(Collected data)
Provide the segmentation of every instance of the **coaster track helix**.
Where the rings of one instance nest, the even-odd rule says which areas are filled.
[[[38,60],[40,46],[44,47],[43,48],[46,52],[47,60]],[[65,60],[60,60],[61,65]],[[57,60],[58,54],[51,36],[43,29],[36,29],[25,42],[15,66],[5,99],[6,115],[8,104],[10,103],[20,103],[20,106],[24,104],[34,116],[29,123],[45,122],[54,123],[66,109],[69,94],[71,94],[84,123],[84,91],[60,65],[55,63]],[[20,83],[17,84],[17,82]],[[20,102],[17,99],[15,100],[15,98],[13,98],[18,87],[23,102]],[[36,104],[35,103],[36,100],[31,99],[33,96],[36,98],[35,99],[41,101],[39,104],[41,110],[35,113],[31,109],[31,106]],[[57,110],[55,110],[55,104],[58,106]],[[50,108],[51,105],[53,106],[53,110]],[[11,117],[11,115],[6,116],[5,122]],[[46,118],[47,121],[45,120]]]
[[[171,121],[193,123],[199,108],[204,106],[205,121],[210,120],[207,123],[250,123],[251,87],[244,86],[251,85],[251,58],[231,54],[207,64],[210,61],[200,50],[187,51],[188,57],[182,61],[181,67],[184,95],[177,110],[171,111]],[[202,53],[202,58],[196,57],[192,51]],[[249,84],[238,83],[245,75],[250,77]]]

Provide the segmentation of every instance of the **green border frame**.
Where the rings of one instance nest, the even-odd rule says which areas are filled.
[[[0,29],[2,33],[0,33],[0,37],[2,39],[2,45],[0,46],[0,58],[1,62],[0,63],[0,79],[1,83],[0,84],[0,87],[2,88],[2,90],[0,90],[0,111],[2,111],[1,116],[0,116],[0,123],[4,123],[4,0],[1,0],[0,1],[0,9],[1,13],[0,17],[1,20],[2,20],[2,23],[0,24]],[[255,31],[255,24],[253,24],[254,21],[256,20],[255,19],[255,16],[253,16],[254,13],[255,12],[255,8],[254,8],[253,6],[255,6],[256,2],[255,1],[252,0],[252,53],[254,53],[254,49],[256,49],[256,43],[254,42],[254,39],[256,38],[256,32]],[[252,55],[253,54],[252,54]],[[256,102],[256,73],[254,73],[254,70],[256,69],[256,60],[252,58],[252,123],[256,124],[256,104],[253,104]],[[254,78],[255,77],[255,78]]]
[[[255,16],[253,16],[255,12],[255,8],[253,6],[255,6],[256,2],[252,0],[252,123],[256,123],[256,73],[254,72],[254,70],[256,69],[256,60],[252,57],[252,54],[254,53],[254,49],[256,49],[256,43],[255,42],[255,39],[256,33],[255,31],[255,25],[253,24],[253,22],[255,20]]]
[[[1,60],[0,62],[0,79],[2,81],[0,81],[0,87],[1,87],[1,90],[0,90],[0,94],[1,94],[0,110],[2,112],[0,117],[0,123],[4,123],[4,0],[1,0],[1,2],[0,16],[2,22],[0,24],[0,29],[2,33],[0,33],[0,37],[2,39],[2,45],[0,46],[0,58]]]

- **What the exercise asks**
Recast everything from the line containing "Provide the segmentation of every instance of the **green" down to the end of the items as a Markdown table with the columns n and Line, giving each line its own numbered row and leaving out blank lines.

- **Worked solution**
| n | Line |
|---|---|
| 1 | Provide the segmentation of every instance of the **green border frame**. |
| 2 | Where the rings of one instance nest, the even-odd rule says which areas are filled. |
| 3 | [[[0,29],[2,33],[0,33],[0,37],[2,39],[2,45],[0,46],[0,58],[1,62],[0,63],[0,79],[1,83],[0,84],[0,87],[2,88],[2,90],[0,90],[0,111],[2,111],[1,116],[0,116],[0,123],[4,123],[4,0],[1,0],[0,1],[0,9],[1,13],[0,17],[1,20],[2,20],[2,23],[0,24]],[[255,31],[255,24],[253,24],[254,21],[256,20],[255,19],[255,16],[253,16],[254,13],[255,12],[255,8],[254,8],[253,6],[255,6],[256,2],[255,1],[252,0],[252,53],[254,53],[254,49],[256,49],[256,43],[254,42],[254,39],[256,38],[256,32]],[[252,55],[253,54],[252,54]],[[256,102],[256,73],[254,73],[254,70],[256,69],[256,60],[252,58],[252,123],[256,124],[256,104],[253,104]],[[254,78],[255,77],[255,78]]] |
| 4 | [[[255,16],[253,16],[255,12],[255,8],[253,6],[255,6],[256,2],[252,0],[252,123],[256,123],[256,73],[254,72],[254,70],[256,69],[256,60],[252,57],[252,54],[254,53],[254,49],[256,49],[256,43],[255,42],[255,39],[256,33],[255,31],[255,25],[253,24],[253,22],[255,20]]] |
| 5 | [[[1,60],[0,62],[0,79],[2,81],[0,81],[0,87],[1,87],[1,90],[0,90],[0,94],[1,94],[0,110],[2,112],[0,117],[0,123],[4,123],[4,0],[1,0],[1,2],[0,16],[2,22],[0,24],[0,29],[2,33],[0,33],[0,37],[2,39],[2,45],[0,46],[0,58]]] |